[Data excerpts]
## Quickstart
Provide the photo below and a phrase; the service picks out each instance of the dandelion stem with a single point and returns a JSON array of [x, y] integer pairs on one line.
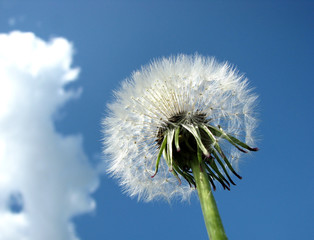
[[212, 219]]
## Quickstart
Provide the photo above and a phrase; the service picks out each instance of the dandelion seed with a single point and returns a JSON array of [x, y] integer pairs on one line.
[[167, 111], [176, 124]]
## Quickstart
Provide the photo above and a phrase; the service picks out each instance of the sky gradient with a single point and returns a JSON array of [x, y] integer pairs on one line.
[[271, 42]]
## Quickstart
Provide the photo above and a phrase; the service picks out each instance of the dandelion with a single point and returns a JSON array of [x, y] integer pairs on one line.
[[180, 124]]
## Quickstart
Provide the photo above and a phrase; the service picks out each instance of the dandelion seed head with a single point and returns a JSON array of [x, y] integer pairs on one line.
[[164, 95]]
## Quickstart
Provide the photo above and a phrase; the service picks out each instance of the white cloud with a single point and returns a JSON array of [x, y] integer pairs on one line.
[[45, 177]]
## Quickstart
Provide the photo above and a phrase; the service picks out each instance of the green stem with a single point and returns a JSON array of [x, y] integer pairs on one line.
[[210, 211]]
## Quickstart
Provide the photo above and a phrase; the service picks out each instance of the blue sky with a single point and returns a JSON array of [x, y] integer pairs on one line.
[[270, 41]]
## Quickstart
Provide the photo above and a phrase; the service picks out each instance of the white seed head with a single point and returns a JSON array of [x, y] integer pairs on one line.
[[159, 91]]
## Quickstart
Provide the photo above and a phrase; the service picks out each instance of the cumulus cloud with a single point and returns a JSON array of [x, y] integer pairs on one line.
[[45, 177]]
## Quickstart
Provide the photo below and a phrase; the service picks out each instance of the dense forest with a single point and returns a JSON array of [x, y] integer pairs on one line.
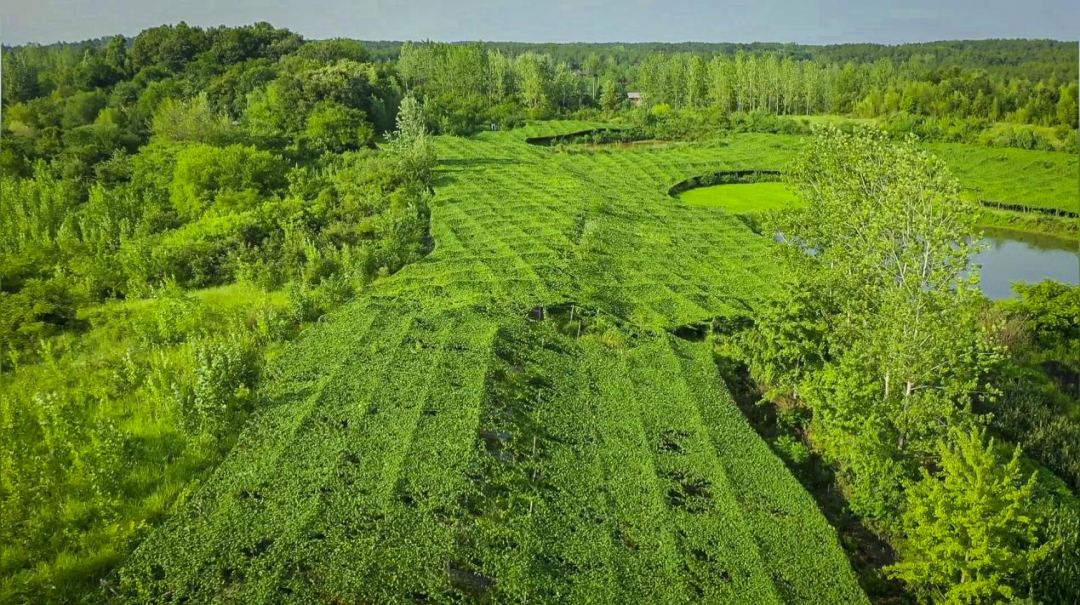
[[180, 207]]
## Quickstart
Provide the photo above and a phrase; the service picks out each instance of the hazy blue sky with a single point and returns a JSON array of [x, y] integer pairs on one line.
[[561, 21]]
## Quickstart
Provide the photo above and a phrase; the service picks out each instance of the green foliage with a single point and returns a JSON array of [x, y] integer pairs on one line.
[[973, 530], [333, 128], [189, 121], [224, 178], [590, 457], [1052, 312], [410, 142]]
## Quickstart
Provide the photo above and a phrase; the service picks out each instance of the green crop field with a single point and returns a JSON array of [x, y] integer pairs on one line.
[[512, 419], [742, 197]]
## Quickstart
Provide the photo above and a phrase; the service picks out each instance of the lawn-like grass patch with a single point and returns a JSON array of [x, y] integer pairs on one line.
[[743, 197]]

- _What you have to do_
Images stay out, but the rest of the records must be retyped exactly.

- _Response to this task_
## Quickstart
Provide the photo below and a phrase; the service picks out each instance of the dandelion stem with a single point and returns a JSON array of [x, y] integer pairs on one line.
[[212, 219]]
## Quickstart
Provide the photo above and a phrase; the service picks out each instance of the dandelion seed with a single point and returns a JSON array of [x, y] integer pairs on one line.
[[167, 111], [176, 124]]
## Quickstart
Provide the photo above and a phrase; the service picks out each instance of the sky gradient with a single point and returns a JSON array of [x, y] integer pairs on one line.
[[271, 42]]
## Quickstart
Provide the photo above and a phrase; the service picks out each instance of the dandelion with a single point and returns a JSON array of [x, y] integer pairs on one line.
[[180, 124]]
## Quickstart
Provide the photo above and a phrase; the service picks out each instance of the dandelion seed head with a single point and returns a JSON array of [x, y] integer pairs on one line.
[[164, 95]]
## Quickstart
Provide the photo above and a phrase; the service picks out each instance of the white cloud with a single point and returns a JSON array of [x, y] integer pairs on one line.
[[45, 177]]
## Quickstart
Provide the photo above and a phrase; the service picks out each instance of the green stem with a single point and returns a JSON array of [x, y] integer pairs on one line.
[[210, 211]]
## Quickstart
Provide the photo above and a phrase; the service picks out each instance of the blue sky with a single point and returns a JSON array of [x, y] integer pairs on one line.
[[270, 41]]
## Quickstart
Provide the photo above and a phrase; the service picks out each instance of the white seed head with a single point and returns a JSON array of [x, y] integer pairs on one line.
[[159, 91]]
## Quickstart
Provide the photo above and a phrase; the service picks out each instance of the cumulus cloud with a single point and returns a JSON array of [x, y] integer pairs on one line.
[[45, 177]]
## Quickstart
Provide the photo below and a phrase; the service picks out each instance of the dense forest with a single point and returns a JSON array of [x, y] integer pairs on one line.
[[180, 207]]
## Quickstart
Provide the photo above and a phrase; the service picks out each instance of the hazy blue sky with a single point and returns a JSON array of [x, y] integer pairs on one line.
[[561, 21]]
## Quickstart
Provide the photo above and a phrase; the service picks out each instance of the green foliage with a single point and returns a JSON array of [x, y] integer pairs on one line.
[[973, 530], [333, 128], [189, 121], [224, 178], [590, 457], [1052, 312], [410, 142]]
## Quickstart
Provide the photo above and a phrase; the service picks out each instance of the green crop field with a single point and returns a JSON array of [x, y] integer pairs on one line.
[[512, 419], [742, 197]]
## Quickstart
Provide the photo above and a phrase; the service picks out each instance of the lawn-like grass patch with a single point and returns a JSON array of [x, y] integer pairs on one line.
[[743, 197]]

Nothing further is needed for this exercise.